Image-grounded pointing data
..........

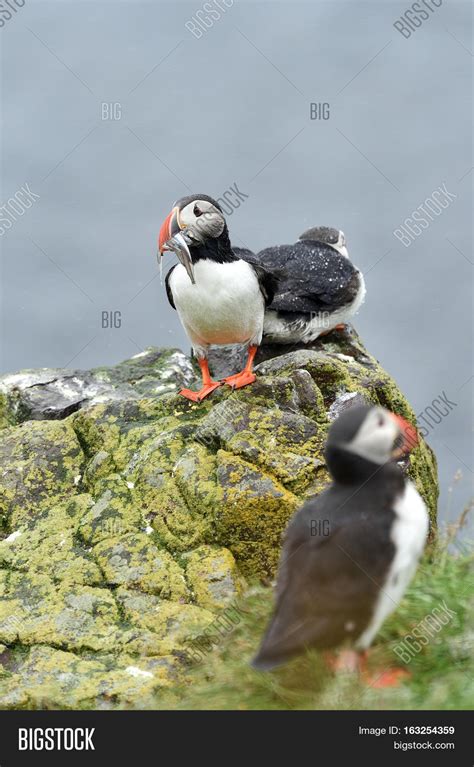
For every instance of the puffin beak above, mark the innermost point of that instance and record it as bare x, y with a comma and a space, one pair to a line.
169, 228
408, 434
179, 245
170, 238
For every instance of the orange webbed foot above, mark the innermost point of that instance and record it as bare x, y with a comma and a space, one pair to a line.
391, 677
198, 396
238, 381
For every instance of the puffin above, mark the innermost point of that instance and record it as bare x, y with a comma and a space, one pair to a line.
349, 553
220, 297
319, 288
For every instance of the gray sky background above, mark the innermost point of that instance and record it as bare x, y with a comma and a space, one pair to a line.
233, 106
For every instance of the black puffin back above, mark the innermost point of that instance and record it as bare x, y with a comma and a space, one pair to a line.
335, 559
313, 277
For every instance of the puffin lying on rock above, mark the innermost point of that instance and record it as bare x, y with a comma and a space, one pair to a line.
220, 298
319, 288
350, 552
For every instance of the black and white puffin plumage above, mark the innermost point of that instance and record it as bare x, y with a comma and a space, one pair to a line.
319, 287
350, 552
220, 298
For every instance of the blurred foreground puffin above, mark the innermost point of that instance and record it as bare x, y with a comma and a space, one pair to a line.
220, 298
319, 287
349, 553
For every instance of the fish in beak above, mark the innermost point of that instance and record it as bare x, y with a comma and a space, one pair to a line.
171, 239
408, 438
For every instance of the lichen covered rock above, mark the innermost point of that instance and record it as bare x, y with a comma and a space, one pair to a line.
130, 517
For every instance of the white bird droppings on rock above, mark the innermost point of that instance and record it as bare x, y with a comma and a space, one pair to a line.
138, 672
13, 536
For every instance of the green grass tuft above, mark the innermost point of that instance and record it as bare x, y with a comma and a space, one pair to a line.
441, 673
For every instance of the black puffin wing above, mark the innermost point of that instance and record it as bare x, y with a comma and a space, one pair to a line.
314, 277
268, 282
244, 253
327, 584
267, 278
168, 288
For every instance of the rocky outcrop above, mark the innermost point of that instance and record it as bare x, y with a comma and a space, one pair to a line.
130, 517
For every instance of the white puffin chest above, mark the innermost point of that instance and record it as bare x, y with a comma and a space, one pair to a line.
224, 306
409, 533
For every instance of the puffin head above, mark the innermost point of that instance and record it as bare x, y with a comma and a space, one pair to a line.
333, 237
368, 434
194, 221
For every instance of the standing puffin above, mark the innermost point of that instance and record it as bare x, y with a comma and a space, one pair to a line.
220, 298
319, 287
349, 553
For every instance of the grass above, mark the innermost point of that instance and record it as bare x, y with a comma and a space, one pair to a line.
441, 673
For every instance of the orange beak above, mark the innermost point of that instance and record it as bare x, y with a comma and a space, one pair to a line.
409, 434
169, 228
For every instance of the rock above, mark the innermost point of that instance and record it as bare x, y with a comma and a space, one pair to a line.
131, 518
52, 393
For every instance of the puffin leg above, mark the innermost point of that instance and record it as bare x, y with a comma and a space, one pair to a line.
389, 677
208, 385
245, 377
345, 661
356, 662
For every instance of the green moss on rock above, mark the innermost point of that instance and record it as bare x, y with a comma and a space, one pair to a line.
128, 527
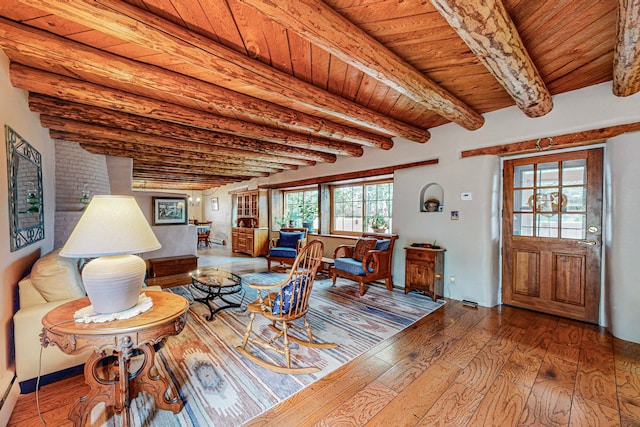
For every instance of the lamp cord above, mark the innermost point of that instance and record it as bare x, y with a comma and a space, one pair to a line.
44, 423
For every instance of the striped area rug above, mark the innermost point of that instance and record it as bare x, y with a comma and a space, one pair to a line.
222, 388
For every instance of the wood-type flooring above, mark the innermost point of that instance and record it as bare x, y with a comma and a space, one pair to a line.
459, 366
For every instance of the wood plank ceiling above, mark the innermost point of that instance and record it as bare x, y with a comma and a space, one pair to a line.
201, 93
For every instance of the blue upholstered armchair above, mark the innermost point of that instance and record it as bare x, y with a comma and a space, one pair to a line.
286, 247
369, 260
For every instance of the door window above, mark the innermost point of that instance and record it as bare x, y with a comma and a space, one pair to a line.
549, 199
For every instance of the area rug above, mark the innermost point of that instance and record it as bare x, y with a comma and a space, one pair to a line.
222, 388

..........

§ **WHAT THE TASK ASKS**: Quote each record exactly as it stands, minus the pictures.

§ **RESPONSE BOX**:
For every instance of the puffin beak above, mark the innermost point of that instance and record it as bare x, y with a comma and a space, one pair to a line.
169, 228
408, 434
179, 245
170, 238
For every instance of the orange webbed foot above, mark the innermost point of that instance and record it as bare x, y with a comma and a space, one pair to a line.
391, 677
198, 396
238, 381
For every instance of the puffin above, mark the innermost point of that instance and record it as bare x, y with a comma and a space, one pair to a line.
349, 553
220, 297
319, 288
For every instance of the gray sky background above, mark the innermost point of that instance and record it as bare x, y with a comma and a space, one pair to a line.
233, 106
For every instance of the black puffin back above, mark the innermost point of that instance and record it as bare x, y with a comma and a space, one pair to a line.
335, 559
313, 277
For every instance of the puffin lying on rock above, mark the innermost point of that instance and record it as bare x, y with a comma and a space, one pair to a line.
220, 298
319, 288
350, 552
For every instance of the black and white puffin plumage above, mark the innermost point of that instance and record it as bare x, y with a comma and a space, one pair to a line.
319, 287
350, 552
220, 298
For every instance of the blurred foreground puffin above, mark the innermost point of that instance and record it as bare x, y with a comma and a space, one pair to a line.
220, 298
319, 287
349, 553
For every instance of the fish in beak above, mark the innermost point of that instance and record it as bare x, y with a comma and a space, one pair to a line.
171, 239
408, 438
For every instance of the lichen covered rock above, mark the innermost point of that instance and record it as bare x, y with a comma and a space, one pair to a line.
130, 517
For every instance of the white bird droppings on rock above, mark the innermost point of that instance and record it as bare x, y with a comma and a space, one pair to a line.
138, 672
13, 536
For every instance of the green grass tuft above, mark the innermost point of that instance and record it as bare x, y with a comma and a space, one pair to a line.
441, 673
For every instance of the black puffin wing above, mark the innermost point of that instance and record it as bare x, y with a comma and a space, one pair to a line.
314, 277
268, 282
244, 253
327, 584
267, 278
168, 288
For every instance of the rocky outcrop above, mark the innermost point of that instance and record it as bare x, y with a comma and a space, one pair to a line.
130, 517
For every instance of the white puffin chest above, mark the innermost point of that instance and record it as bare x, y with a comma and a space, one pair to a line.
224, 306
409, 533
For every instance of the puffin head above, mark the innermost point of that instance and record it as bare x, y with a comma and a space, one pair to a line.
333, 237
368, 434
194, 221
For every instance of the standing puffin above, mark the innermost point of that instance and record it as bare x, y with a comma and a space, one pair to a line.
220, 298
319, 287
349, 553
For every instance of the grass above, mark the innermost point of that instance and record it as bare x, y with a comma and a space, one pair to a line.
441, 673
For every instance of the orange beak above, mark the innermost point of that instance and record it as bare x, y with a comma and a space, one pair to a line.
409, 434
169, 228
For every instance of the rock above, mark the innermost point of that instance and record it as bare x, y with a comma and a space, one pair to a line.
131, 518
52, 393
For every instance of the puffin leg above, mark the innermost point of that instance and record it as bare x, y with a comma and a space, one pair to a line.
389, 677
208, 385
245, 377
345, 661
356, 662
For every instance of the green moss on rock above, mark the innermost point of that instance and record it as bare x, y with a comma and a space, one pair to a line.
128, 527
For every instance of the lamp cord above, mark the innermost point of that instance and record it as bare x, y with a comma and a space, one pair to a line.
44, 423
For every instance of the striped area rug above, mark the innermost point of that instance and record it as bare x, y with a comma and a space, one pair to a line.
222, 388
For every instance of the wood-type flooring above, mark the innermost point of that instance and record it as bare x, y with a comma and a space, one pair to a line.
459, 366
For every instance of the wood plank ceiling above, mark the innermost point of that instance and record it as bare x, y with a comma and a space, one pair to a line.
201, 93
For every instance of the blue upholstered armchair above, mark the innermost point of that instance and record it as bare x, y with a comma and a space, one pair to a line.
286, 247
369, 260
For every instance of the door window above, mark the innermost point of that instance and record it as bare x, y with a comma and a space, one pair to a line.
549, 199
For every instance of the area rug above, mark the innermost point of that instance and record it as bare x, y with a comma and a space, one pair to a line.
222, 388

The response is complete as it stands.